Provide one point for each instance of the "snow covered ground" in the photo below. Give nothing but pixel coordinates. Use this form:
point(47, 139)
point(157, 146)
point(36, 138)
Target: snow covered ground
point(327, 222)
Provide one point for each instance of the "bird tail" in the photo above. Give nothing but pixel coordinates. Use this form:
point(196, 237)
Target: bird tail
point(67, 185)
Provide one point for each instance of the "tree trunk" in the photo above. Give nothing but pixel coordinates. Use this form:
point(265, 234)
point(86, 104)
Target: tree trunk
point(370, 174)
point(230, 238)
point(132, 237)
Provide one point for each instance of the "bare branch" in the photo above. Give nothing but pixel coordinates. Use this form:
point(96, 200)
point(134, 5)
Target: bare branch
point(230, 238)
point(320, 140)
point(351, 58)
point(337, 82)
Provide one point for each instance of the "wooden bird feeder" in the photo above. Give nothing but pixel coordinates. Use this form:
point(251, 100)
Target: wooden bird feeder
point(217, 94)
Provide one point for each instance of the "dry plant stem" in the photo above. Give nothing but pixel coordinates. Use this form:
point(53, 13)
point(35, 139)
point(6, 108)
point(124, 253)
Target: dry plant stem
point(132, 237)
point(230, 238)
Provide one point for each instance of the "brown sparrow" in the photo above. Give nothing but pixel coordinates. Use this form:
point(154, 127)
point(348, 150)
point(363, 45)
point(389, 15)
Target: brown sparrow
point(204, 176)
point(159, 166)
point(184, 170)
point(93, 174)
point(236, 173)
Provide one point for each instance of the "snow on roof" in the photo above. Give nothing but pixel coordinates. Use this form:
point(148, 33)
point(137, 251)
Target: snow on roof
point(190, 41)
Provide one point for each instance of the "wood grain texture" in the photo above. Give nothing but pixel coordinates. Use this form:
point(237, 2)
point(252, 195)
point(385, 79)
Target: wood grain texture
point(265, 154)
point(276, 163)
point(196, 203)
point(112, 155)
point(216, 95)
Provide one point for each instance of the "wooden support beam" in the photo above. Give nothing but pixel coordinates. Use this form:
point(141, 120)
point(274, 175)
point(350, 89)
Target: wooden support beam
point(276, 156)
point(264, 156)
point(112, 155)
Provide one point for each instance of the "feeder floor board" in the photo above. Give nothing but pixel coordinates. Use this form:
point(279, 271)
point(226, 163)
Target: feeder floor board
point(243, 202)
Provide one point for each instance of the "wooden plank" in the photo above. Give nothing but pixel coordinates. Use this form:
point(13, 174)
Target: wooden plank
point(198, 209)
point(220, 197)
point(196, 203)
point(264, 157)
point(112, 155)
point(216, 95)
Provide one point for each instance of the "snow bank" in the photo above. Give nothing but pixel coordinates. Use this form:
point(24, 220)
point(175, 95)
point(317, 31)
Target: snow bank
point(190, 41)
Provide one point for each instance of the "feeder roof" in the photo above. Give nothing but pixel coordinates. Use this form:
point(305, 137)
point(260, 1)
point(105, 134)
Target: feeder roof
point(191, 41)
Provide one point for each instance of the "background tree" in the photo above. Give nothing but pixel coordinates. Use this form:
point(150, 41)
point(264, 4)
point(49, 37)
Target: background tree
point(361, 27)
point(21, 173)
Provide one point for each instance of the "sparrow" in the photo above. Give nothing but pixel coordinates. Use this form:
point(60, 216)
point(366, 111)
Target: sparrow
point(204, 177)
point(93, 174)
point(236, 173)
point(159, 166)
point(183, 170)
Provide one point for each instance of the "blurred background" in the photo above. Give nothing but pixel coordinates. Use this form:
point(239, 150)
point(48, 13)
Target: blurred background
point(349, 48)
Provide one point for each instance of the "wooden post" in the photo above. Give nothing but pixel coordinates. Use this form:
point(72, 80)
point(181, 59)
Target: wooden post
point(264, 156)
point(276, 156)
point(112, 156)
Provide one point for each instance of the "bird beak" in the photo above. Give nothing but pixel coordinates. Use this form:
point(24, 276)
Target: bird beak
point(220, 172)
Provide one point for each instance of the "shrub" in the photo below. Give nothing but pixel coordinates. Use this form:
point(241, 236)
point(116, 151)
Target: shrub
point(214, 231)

★ ★ ★

→ **Twoje zadanie**: Przepisz bez żadnych zmian wszystkie powyższe pozycje, wiersz po wierszu, od pierwszej do ostatniej.

→ **Rozwiązanie pisemne**:
Provide one point for each instance of the "snow covered ground" in the photo below. Give nothing but pixel coordinates. Use this form:
point(47, 139)
point(157, 146)
point(36, 138)
Target: snow covered ground
point(327, 222)
Provide one point for each instance of the "bird tail" in the photo above. Give nothing but pixel coordinates. Use this form:
point(196, 237)
Target: bird tail
point(67, 185)
Provide one point for each instance of the "tree trunk" in the photo above. Give nothing but pixel coordinates. Use this form:
point(265, 234)
point(86, 104)
Target: tree trunk
point(370, 174)
point(230, 238)
point(132, 237)
Provide one point for each instance of the "bare branch" in the photo above. Give nothing but pixel coordinates. Use this form:
point(96, 200)
point(134, 5)
Target: bare branch
point(230, 238)
point(320, 140)
point(351, 58)
point(337, 82)
Provide one point for each instance of the "wooden bird feeder" in the photo above. Give nothing but pixel coordinates. Use this form:
point(251, 100)
Target: wooden bird feeder
point(217, 94)
Provide one point for each instance of the "dry plant stem" in the photo above. Give nothing but pixel coordinates. Use this form:
point(53, 13)
point(35, 139)
point(6, 108)
point(124, 253)
Target: dry plant stem
point(132, 237)
point(230, 238)
Provide one point for each instance of the "brown sparrow" in the photo above. Give nothing but pixel coordinates. Use this form:
point(154, 127)
point(348, 150)
point(363, 45)
point(389, 15)
Target: brown sparrow
point(204, 176)
point(159, 166)
point(184, 170)
point(93, 174)
point(236, 173)
Provide one point for each instance of the "snow on roof" in the photo above. Give nothing but pixel coordinates. Use this form:
point(148, 33)
point(137, 251)
Target: snow on roof
point(190, 41)
Provide one point for each instance of the "wood grain texture" in the photo above. Give nothing but pixel coordinates. Use this form:
point(237, 2)
point(252, 195)
point(385, 79)
Target: wood grain texture
point(265, 154)
point(276, 163)
point(196, 203)
point(112, 155)
point(216, 95)
Provide one point for each instance of the "wooden support beam" in the photo above. Give nothing but pixel coordinates. Use this form:
point(141, 120)
point(274, 175)
point(350, 89)
Target: wooden support beam
point(276, 156)
point(264, 156)
point(112, 155)
Provide one point for each instance of the "feeder floor board" in the photo above. Give nothing but pixel coordinates. Use this form:
point(279, 271)
point(226, 163)
Target: feeder floor board
point(243, 202)
Provide one point for each instance of the "wooden plank" in the photo above. Give nothing but pixel coordinates. Use this form:
point(13, 174)
Target: wooden plank
point(198, 209)
point(220, 197)
point(196, 203)
point(264, 157)
point(112, 155)
point(216, 95)
Provide one point for each instance of the "snow bank" in the photo above. Give nothing but pixel coordinates. Use this form:
point(24, 220)
point(175, 95)
point(317, 31)
Target: snow bank
point(190, 41)
Provide one point for each instance of the "feeder roof" in the photo above. Give nothing but pixel coordinates. Use this form:
point(305, 137)
point(260, 1)
point(105, 134)
Target: feeder roof
point(191, 41)
Provide one point for each instance of the "background tree" in the photo above. Give nothing but pixel coordinates. Use this form:
point(150, 41)
point(264, 4)
point(49, 37)
Target: background tree
point(361, 27)
point(21, 173)
Provide one point for each instance of the "sparrow" in the photo above. Give nothing but pixel coordinates. Use this form:
point(60, 216)
point(366, 111)
Target: sparrow
point(204, 177)
point(93, 174)
point(236, 173)
point(159, 166)
point(183, 170)
Provide one point for each instance of the "blurred background" in the photo above. Give nothing but pixel coordinates. Use this form:
point(239, 150)
point(48, 13)
Target: blurred background
point(349, 48)
Provide one point for each instance of the "wooden post" in the photo above. Give nothing but pixel coordinates. Use this form:
point(72, 80)
point(181, 59)
Target: wooden post
point(264, 156)
point(276, 156)
point(112, 156)
Provide one point for each instance of the "bird beak" in the photo above. Give nothing but pixel coordinates. Use this form:
point(24, 276)
Target: bird beak
point(220, 172)
Provide one point for each instance of the "shrub" in the photo below. Give nothing but pixel coordinates. Use this form:
point(241, 236)
point(116, 151)
Target: shrub
point(214, 231)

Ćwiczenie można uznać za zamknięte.